About this exercise
From the data below, restate every line word for word.

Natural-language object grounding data
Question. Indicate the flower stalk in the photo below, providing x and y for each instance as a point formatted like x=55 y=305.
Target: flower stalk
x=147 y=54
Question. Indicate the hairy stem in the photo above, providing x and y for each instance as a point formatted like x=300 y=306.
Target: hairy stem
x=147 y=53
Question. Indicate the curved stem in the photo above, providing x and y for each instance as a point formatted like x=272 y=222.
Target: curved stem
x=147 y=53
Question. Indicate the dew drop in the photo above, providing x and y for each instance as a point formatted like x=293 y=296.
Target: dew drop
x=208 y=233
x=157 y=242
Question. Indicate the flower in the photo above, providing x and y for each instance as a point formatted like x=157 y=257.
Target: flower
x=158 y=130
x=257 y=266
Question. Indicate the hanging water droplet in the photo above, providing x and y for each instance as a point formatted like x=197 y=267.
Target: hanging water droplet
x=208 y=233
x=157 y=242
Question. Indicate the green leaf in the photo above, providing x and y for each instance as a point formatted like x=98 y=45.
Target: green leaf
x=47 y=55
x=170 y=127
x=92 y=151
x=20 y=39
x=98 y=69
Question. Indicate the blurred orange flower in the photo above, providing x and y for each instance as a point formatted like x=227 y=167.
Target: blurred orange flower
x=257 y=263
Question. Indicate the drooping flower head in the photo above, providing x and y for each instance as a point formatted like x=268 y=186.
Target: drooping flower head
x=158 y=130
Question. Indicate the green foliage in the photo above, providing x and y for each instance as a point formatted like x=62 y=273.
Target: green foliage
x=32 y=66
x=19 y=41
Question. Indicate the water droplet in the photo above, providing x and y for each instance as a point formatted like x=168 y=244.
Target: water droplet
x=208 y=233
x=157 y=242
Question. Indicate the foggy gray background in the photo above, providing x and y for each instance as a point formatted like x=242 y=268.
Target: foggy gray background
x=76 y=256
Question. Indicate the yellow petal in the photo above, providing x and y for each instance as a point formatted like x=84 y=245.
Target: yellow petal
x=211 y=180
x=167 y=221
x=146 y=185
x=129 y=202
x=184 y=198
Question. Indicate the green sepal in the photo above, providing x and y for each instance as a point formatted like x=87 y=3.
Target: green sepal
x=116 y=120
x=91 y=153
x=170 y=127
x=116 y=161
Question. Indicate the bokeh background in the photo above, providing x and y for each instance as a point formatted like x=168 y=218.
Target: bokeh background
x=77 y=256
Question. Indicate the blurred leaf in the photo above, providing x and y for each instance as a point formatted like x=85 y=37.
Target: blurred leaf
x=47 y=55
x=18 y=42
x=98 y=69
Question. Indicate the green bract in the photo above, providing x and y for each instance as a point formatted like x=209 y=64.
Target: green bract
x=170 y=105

Solved problem
Question. Indicate the flower stalk in the photo below, providing x and y for each instance as a point formatted like x=55 y=305.
Target: flower stalk
x=147 y=54
Question. Indicate the hairy stem in the photo above, providing x and y for each instance as a point formatted like x=300 y=306.
Target: hairy stem
x=147 y=53
Question. Indicate the curved stem in the photo above, providing x and y for each instance as a point formatted like x=272 y=222.
Target: curved stem
x=147 y=53
Question. Indicate the dew drop in the photo above, providing x and y for each instance as a point formatted like x=293 y=296.
Target: dew drop
x=208 y=233
x=157 y=242
Question. Indicate the flower in the photo above, providing x and y for each instance as a point formatted like x=157 y=257.
Target: flower
x=158 y=130
x=257 y=266
Question. Indicate the hanging water droplet in the photo above, providing x and y for each instance as a point formatted like x=197 y=267.
Target: hanging water droplet
x=208 y=233
x=157 y=242
Question. Indicate the green leaf in the photo above, providing x and y for each instance as a point formatted like x=98 y=45.
Target: green leaf
x=47 y=55
x=170 y=127
x=92 y=151
x=20 y=39
x=98 y=69
Question. Indicate the blurred orange flower in the photo above, providing x and y for each instance as a point formatted like x=227 y=167.
Target: blurred orange flower
x=257 y=263
Question. Indicate the drooping flower head in the photo above, providing x and y for each instance as a point formatted like x=268 y=186.
Target: drooping flower head
x=158 y=130
Question. Indicate the green foliage in the photo above, providing x and y for each instance as a point formatted like x=62 y=273.
Target: green foliage
x=32 y=66
x=19 y=41
Question. Indicate the water droplet in the photo above, providing x and y for each instance as a point formatted like x=168 y=244.
Target: water droplet
x=208 y=233
x=157 y=242
Question. Indicate the foggy gray background in the photo above, providing x and y for each instance as a point formatted like x=242 y=268.
Target: foggy gray background
x=76 y=256
Question. Indicate the yellow petal in the photo above, providing x and y for each instance as a point formatted like x=84 y=245.
Target: yellow petal
x=211 y=180
x=167 y=221
x=146 y=185
x=129 y=202
x=184 y=198
Question. Indicate the green sepal in the photo above, providing x and y for each instance as a point formatted like x=87 y=3.
Target: green sepal
x=116 y=120
x=91 y=153
x=170 y=127
x=116 y=161
Question. Indicate the bokeh background in the photo above, providing x and y for each instance as a point formatted like x=168 y=218.
Target: bokeh background
x=77 y=256
Question. Indicate the blurred leaf in the photo above, providing x and y for each instance as a point formatted like x=85 y=37.
Target: blurred leaf
x=47 y=55
x=18 y=42
x=98 y=69
Question. Indicate the green bract in the photo above, providing x and y for each instance as a point formatted like x=209 y=64.
Target: green bract
x=170 y=105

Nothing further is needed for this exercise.